Saved data entries:

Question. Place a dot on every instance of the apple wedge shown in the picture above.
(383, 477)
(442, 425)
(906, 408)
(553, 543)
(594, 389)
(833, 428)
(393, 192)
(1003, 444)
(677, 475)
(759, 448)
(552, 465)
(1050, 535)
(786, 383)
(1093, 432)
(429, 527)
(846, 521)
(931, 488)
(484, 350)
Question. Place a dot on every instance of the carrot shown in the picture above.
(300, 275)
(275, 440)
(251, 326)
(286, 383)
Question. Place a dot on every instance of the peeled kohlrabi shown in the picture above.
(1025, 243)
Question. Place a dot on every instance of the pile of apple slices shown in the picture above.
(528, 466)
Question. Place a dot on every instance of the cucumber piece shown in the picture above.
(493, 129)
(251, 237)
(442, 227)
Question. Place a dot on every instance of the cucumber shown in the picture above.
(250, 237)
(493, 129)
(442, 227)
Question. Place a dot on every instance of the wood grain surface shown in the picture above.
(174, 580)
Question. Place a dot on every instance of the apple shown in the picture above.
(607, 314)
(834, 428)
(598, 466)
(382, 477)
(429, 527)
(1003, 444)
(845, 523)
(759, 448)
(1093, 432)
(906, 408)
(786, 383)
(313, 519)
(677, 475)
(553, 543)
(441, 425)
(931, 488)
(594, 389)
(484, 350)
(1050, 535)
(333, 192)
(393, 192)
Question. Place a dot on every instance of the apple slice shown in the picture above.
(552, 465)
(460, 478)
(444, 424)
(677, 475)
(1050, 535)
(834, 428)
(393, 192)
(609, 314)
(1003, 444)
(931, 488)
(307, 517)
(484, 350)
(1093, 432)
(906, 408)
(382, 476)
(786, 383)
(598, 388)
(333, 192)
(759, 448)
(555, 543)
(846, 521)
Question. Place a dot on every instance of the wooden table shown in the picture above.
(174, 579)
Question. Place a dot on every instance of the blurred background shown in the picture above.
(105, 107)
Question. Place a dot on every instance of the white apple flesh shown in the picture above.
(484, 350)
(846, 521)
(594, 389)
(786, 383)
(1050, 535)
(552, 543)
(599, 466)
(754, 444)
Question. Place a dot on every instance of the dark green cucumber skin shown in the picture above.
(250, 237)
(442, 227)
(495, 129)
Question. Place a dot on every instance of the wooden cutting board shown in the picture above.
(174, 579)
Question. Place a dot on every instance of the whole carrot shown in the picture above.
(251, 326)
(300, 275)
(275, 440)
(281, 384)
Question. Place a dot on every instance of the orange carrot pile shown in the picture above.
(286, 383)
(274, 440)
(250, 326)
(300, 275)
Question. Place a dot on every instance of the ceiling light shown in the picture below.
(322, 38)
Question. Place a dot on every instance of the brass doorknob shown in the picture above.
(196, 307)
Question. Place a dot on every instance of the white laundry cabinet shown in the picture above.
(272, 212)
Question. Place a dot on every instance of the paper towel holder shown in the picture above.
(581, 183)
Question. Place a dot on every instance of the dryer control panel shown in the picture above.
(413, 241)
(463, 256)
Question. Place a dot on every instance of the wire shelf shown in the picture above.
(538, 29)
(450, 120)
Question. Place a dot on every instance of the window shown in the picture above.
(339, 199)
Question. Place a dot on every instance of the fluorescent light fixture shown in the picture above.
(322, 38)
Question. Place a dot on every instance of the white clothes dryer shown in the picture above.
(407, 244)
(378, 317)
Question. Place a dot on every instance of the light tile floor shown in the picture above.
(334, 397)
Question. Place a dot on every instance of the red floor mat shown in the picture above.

SET PROBLEM » Quote the rows word for word. Start at the line that contains "Question. Place a dot on every instance of the whole" and keep going through the final row, including both of those lines.

CORRECT RESULT »
Question. Place a dot on every instance of the whole carrot shown in the picture above.
(251, 326)
(300, 275)
(275, 440)
(281, 384)
Question. Place a dot on every instance of the orange carrot pile shown in the picture above.
(286, 383)
(274, 440)
(250, 326)
(300, 275)
Question. Place a dot on every instance of the ceiling light shown in the picture below.
(322, 38)
Question. Place a dot on every instance of the brass doorknob shown in the picture above.
(196, 307)
Question. Place a dot on every instance of the white laundry cabinet shown in the picture above.
(272, 212)
Question. Place a dot on every instance of the paper towel holder shown in the picture above.
(581, 183)
Question. Place a dot on every instance of the dryer control panel shown in the picture above.
(413, 241)
(463, 256)
Question. Place a dot on every instance of the wire shelf shown in the picture above.
(538, 29)
(450, 120)
Question. Place a dot on every instance of the window shown in the picture above.
(339, 199)
Question. Place a dot on every instance of the fluorescent light fixture shown in the picture above.
(322, 38)
Question. Place a dot on every instance of the white clothes dryer shown in the picture above.
(407, 244)
(378, 317)
Question. Place a dot on every instance of the light tile floor shown in the picture above.
(334, 397)
Question. Place a dot on every instance of the red floor mat shown in the picture above.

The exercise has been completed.